## EXERCISE
Reproduce the listing below character for character; drop every image.

[INFORMATION PROVIDED start]

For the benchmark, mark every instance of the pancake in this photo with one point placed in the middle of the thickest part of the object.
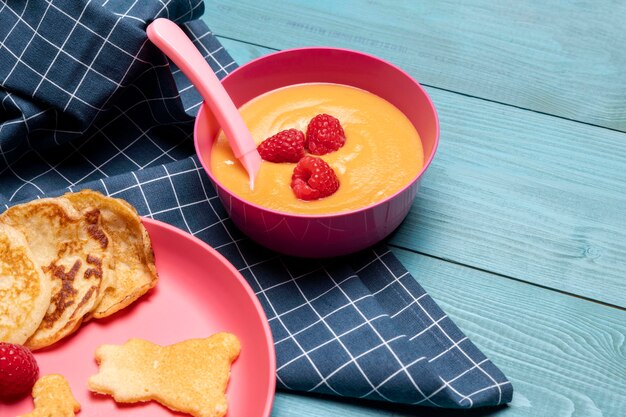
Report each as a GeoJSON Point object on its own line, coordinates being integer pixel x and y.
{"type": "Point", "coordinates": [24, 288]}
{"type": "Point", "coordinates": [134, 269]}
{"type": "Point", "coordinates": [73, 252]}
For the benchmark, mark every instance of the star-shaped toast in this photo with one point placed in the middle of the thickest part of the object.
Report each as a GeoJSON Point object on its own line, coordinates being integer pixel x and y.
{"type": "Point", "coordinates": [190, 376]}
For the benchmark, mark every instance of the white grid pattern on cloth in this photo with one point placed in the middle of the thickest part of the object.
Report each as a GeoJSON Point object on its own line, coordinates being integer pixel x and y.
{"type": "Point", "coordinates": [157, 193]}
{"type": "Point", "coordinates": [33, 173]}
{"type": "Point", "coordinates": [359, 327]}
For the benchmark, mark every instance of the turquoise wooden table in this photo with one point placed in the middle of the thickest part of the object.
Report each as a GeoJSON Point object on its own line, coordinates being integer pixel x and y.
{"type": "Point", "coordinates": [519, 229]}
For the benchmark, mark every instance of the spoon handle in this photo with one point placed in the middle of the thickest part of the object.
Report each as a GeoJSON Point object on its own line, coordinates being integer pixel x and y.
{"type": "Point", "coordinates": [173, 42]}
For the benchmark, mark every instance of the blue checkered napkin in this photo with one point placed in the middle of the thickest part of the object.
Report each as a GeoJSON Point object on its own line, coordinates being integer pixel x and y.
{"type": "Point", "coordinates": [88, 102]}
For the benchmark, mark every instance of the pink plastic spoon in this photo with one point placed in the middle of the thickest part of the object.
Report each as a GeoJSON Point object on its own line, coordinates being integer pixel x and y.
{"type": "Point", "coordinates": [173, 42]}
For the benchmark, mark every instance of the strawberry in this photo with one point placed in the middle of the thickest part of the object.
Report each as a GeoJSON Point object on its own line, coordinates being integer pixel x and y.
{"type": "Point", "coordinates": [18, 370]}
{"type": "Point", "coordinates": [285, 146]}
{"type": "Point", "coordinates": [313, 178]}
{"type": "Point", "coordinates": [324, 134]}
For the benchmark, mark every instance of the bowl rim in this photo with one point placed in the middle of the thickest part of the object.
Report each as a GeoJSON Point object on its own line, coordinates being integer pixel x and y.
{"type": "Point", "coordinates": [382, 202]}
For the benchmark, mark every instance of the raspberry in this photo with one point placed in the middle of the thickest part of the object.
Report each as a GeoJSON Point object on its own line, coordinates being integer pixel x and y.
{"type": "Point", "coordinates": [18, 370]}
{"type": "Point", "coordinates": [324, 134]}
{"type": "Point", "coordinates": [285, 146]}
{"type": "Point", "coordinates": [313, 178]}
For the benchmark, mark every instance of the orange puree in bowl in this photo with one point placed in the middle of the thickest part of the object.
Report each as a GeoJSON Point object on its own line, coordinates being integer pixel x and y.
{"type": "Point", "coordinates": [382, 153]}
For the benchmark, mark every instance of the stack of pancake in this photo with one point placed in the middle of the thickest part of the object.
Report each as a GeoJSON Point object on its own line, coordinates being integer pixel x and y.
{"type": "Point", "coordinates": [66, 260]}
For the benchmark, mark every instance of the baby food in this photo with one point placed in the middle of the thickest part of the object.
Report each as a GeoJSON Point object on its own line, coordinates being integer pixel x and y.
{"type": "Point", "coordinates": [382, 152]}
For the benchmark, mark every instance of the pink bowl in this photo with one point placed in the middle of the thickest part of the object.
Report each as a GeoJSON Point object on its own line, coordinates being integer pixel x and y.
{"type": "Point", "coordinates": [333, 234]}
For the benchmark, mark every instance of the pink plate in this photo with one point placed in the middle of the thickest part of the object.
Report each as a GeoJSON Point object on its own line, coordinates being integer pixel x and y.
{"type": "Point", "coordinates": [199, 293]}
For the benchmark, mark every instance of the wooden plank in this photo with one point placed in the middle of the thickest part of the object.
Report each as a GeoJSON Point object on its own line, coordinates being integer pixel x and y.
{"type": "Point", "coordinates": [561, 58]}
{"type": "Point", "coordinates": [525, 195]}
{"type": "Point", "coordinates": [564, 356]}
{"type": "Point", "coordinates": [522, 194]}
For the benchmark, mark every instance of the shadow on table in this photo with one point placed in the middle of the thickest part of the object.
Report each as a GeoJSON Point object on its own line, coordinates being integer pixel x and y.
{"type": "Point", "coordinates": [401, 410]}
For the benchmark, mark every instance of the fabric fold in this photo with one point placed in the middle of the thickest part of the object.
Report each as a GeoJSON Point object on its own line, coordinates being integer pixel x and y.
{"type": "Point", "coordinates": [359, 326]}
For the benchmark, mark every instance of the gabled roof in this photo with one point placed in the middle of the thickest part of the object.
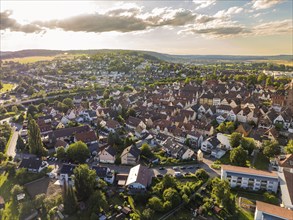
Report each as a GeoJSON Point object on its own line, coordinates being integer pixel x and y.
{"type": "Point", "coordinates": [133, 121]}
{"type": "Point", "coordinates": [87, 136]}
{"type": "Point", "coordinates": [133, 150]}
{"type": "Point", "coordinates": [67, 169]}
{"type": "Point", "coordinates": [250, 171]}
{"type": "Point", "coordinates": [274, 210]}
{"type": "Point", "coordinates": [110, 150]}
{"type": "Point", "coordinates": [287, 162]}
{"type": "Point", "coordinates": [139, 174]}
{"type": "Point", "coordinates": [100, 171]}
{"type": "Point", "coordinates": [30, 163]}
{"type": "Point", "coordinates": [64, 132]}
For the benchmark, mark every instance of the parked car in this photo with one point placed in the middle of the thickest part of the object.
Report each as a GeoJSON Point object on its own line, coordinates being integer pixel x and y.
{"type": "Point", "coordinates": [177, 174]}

[INFORMATION PROVIDED end]

## EXERCISE ANSWER
For the benchmark, mark every instance of the pancake in this photo with one point placed in the middle of the thickest part of the object.
Report each as a GeoJSON Point object on its own line, coordinates being integer pixel x and y.
{"type": "Point", "coordinates": [24, 288]}
{"type": "Point", "coordinates": [134, 269]}
{"type": "Point", "coordinates": [73, 252]}
For the benchmark, mark every instance of the star-shaped toast in this photo with one point placed in the middle of the thickest part of the object.
Report each as a GeoJSON Point object on its own line, coordinates being integer pixel x and y.
{"type": "Point", "coordinates": [190, 376]}
For the benchmark, mark every instance of the white grid pattern on cloth in this photo with one point placed in the middle of the thickest part of the object.
Report each as a GeoJSON Point object on its own line, coordinates being integer pixel x and y.
{"type": "Point", "coordinates": [157, 193]}
{"type": "Point", "coordinates": [33, 173]}
{"type": "Point", "coordinates": [359, 327]}
For the benchmark, mark every instance of the turquoise wooden table in this photo with one point placed in the middle of the thickest part of the object.
Report each as a GeoJSON Point object on its own line, coordinates being integer pixel x and y.
{"type": "Point", "coordinates": [519, 229]}
For the benchmark, mark every instance of the spoon handle in this photo with one point placed in the middle of the thickest part of the object.
Report each as a GeoJSON Point object on its own line, coordinates being integer pixel x and y.
{"type": "Point", "coordinates": [173, 42]}
For the benchmark, mark every instance of the blue checkered napkin in this photo with one point placed in the middle of the thickest part of the object.
Report each as a GeoJSON Point object on its own line, coordinates being integer pixel x and y.
{"type": "Point", "coordinates": [88, 102]}
For the benchmark, mark every instance of the pink plastic spoon in this photo with one point placed in the middle of the thickest part of the object.
Report each as a GeoJSON Point object on its own line, coordinates being integer pixel x and y.
{"type": "Point", "coordinates": [173, 42]}
For the benchmark, mark every instance of the strawberry in this photo with one point placed in the middle of the thickest part of the object.
Report each as a GeoJSON Point object on its own line, coordinates being integer pixel x and y.
{"type": "Point", "coordinates": [18, 370]}
{"type": "Point", "coordinates": [285, 146]}
{"type": "Point", "coordinates": [313, 178]}
{"type": "Point", "coordinates": [324, 134]}
For the benchmark, mark every instance of the bowl rim in this photo with one point placed in the middle of the thickest part of the object.
Report each as a GeoJSON Point object on its own line, coordinates being integer pixel x and y.
{"type": "Point", "coordinates": [382, 202]}
For the benchmark, mark every instance of the raspberry in this photo with one point placed in the middle of the thickest part of the object.
Report each as a GeoJSON Point object on its own line, coordinates being integer pixel x and y.
{"type": "Point", "coordinates": [18, 370]}
{"type": "Point", "coordinates": [324, 134]}
{"type": "Point", "coordinates": [285, 146]}
{"type": "Point", "coordinates": [313, 178]}
For the benchmark, mark every instance of the orange puree in bowl in this photo with one point placed in the middle of the thickest part of the object.
Report each as a GeoJSON Point object on its own line, coordinates being integer pixel x and y.
{"type": "Point", "coordinates": [382, 153]}
For the benchmark, mark every instance of the stack of pancake in this photo with one point placed in the middle of the thickest part of the object.
Report each as a GeoJSON Point object on its own line, coordinates being integer pixel x and y.
{"type": "Point", "coordinates": [66, 260]}
For the benchmark, mark every instance of the baby food in this photo with one point placed in the middle of the thickest part of the object.
Report each as a GeoJSON Point object on its own line, coordinates being integer pixel x and y.
{"type": "Point", "coordinates": [382, 152]}
For the benchmark, mark every instance of the pink bowl in this photo with one point placed in the middle of the thickest part of the object.
Report each as a GeoJSON Point object on its own line, coordinates being integer pixel x and y.
{"type": "Point", "coordinates": [333, 234]}
For the benchmark, mark every instance of the pink plate in this photo with one point placed in the middle of the thickest part of the object.
Report each as a GeoJSON Point object on its own line, coordinates being integer pixel x and y.
{"type": "Point", "coordinates": [199, 293]}
For the benchmark, mark every instance of the wooden plank in this photo with one point placed in the middle of the thickest part of the object.
Report each as a GeoJSON Point object on its own line, coordinates being integer pixel x and y.
{"type": "Point", "coordinates": [561, 58]}
{"type": "Point", "coordinates": [525, 195]}
{"type": "Point", "coordinates": [564, 356]}
{"type": "Point", "coordinates": [522, 194]}
For the benchmark, mark every instance of the shadow on table in this photo with one point placed in the middle of the thickest part of the object.
Report each as a GeoJSON Point object on its own line, coordinates being integer pixel x and y.
{"type": "Point", "coordinates": [401, 410]}
For the benchmark, mark every instance of the fabric fold in this photo with one point placed in the middle of the thickest part of the object.
Report each as a GeoJSON Point object on its own line, coordinates being integer pixel x and y.
{"type": "Point", "coordinates": [359, 326]}
For the benchmark, mark every instance of the gabled roof in this photo with one point placed in the middle of the thickest part of the object.
Report each as a GeoJSON Point object on its own line, coordinates being integer pixel x and y.
{"type": "Point", "coordinates": [133, 121]}
{"type": "Point", "coordinates": [87, 136]}
{"type": "Point", "coordinates": [133, 150]}
{"type": "Point", "coordinates": [67, 169]}
{"type": "Point", "coordinates": [250, 171]}
{"type": "Point", "coordinates": [274, 210]}
{"type": "Point", "coordinates": [110, 150]}
{"type": "Point", "coordinates": [287, 162]}
{"type": "Point", "coordinates": [139, 174]}
{"type": "Point", "coordinates": [100, 171]}
{"type": "Point", "coordinates": [30, 163]}
{"type": "Point", "coordinates": [64, 132]}
For the benchmark, mark every instance of the parked car in this photo with one point placed in the middle of the thickest part of the object.
Report each as a GeoJSON Point object on its own line, coordinates being integer pixel x and y.
{"type": "Point", "coordinates": [177, 174]}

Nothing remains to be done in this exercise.